» Selected extract
────────────────

24 March,2021 by Rambler

A keytab is a text file containing a table with user accounts - accompanied by an encrypted hash of the user account . Typically one account but can be more. 

A non - windows system, such as Linux, can't be configured to start up with a Windows service account, so if you require a process to logon to Active Directory than keytabs are very useful.

This is a more secure option than retaining a clear text configuration file - & then possibly encrypt this file. Whereas with keytabs you're storing a hash password in the keytab file. 

More detailed -  a keytab is a cryptographic file with a representation of a Kerberos-protected service and its key of its associated service principal name in the Key Distribution Center(KDC)

The KDC service which normally runs on a Domain Controller - in this case - the service exists as an SPN - which leads us to the second major use of the keytab file i.e decrypt the kerberos service ticket of an inbound directory user to the service

SPNs are central to this arrangement and the keytab binds these arrangments together .

────────────────

» Region labeling rows

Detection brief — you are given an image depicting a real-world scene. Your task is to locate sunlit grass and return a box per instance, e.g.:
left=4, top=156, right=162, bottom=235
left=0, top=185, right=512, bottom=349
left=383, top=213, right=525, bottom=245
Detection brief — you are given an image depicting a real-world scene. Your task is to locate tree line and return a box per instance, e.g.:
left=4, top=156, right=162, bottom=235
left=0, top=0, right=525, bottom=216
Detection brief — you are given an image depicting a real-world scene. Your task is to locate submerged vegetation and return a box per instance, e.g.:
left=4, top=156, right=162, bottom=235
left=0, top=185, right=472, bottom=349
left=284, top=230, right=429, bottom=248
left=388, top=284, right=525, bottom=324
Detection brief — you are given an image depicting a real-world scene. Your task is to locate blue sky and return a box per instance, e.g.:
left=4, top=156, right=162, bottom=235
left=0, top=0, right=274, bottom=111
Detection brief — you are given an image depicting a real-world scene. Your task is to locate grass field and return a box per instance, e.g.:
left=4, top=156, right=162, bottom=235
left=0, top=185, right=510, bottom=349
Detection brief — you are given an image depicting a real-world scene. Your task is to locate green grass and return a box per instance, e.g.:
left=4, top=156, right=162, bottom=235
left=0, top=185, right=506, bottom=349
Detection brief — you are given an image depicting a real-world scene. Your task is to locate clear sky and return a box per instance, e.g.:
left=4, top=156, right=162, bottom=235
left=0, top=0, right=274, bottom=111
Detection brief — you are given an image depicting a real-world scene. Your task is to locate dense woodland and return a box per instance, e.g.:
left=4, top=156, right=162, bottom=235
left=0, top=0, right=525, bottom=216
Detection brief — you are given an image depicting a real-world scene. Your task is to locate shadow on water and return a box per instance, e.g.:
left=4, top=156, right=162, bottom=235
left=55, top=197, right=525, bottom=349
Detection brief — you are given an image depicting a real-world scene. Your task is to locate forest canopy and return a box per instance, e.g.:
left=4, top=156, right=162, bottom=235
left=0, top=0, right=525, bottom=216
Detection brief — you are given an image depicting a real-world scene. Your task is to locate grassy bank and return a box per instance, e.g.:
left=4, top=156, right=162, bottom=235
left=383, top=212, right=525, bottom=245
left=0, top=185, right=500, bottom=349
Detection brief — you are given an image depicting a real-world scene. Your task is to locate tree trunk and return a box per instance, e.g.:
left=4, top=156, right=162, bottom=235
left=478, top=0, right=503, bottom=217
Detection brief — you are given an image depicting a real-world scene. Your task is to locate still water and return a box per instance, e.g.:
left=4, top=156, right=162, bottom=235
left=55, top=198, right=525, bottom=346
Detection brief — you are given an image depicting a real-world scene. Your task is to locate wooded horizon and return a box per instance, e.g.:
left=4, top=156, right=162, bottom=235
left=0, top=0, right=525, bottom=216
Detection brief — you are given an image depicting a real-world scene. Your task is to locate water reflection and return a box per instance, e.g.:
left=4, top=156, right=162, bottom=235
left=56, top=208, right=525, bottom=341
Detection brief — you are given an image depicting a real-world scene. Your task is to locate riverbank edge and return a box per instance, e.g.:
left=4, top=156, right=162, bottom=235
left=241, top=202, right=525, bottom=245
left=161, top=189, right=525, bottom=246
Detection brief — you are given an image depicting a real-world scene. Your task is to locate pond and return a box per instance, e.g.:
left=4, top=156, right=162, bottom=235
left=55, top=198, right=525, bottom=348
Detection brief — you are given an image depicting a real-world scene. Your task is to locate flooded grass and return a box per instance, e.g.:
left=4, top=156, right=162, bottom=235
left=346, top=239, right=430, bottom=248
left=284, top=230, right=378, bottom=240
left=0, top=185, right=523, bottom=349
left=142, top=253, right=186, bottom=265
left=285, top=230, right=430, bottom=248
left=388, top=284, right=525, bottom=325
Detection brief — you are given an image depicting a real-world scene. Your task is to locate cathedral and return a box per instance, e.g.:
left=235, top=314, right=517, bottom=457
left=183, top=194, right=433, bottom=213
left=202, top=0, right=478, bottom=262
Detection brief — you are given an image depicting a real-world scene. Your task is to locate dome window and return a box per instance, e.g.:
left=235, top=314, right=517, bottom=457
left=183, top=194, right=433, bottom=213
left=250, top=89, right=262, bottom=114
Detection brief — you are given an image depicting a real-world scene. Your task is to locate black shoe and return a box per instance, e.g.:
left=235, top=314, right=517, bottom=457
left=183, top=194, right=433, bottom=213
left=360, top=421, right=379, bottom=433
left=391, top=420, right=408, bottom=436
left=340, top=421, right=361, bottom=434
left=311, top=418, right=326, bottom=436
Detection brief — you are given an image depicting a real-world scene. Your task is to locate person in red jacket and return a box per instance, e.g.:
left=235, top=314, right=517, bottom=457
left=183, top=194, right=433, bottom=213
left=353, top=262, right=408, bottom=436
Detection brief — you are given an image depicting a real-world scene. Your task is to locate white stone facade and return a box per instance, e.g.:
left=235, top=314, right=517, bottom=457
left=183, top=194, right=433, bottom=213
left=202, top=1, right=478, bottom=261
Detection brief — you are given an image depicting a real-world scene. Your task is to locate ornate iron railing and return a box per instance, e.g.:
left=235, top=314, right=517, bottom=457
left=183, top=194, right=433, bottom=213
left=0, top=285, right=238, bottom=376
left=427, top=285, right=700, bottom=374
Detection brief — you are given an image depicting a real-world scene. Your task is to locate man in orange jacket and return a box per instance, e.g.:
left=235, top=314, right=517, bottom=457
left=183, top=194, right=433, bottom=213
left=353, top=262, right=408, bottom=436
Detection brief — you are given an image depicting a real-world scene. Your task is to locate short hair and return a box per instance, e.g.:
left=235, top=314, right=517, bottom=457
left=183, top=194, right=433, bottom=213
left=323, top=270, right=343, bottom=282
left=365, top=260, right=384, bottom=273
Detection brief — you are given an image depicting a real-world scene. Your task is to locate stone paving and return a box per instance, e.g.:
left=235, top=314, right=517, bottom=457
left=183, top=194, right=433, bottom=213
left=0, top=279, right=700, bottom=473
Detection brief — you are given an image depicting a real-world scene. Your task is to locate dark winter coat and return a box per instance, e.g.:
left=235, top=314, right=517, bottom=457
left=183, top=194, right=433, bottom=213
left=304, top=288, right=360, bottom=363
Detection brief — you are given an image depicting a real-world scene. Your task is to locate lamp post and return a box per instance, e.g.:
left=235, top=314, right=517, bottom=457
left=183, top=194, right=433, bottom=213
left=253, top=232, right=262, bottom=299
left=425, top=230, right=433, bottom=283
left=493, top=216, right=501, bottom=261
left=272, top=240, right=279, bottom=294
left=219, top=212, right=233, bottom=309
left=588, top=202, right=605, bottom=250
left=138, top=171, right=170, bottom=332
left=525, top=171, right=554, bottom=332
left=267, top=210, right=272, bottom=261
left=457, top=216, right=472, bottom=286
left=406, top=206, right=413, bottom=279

────────────────

» Written request
According to the post on keytab files, where does the KDC service normally run?

» Written solution
On a Domain Controller.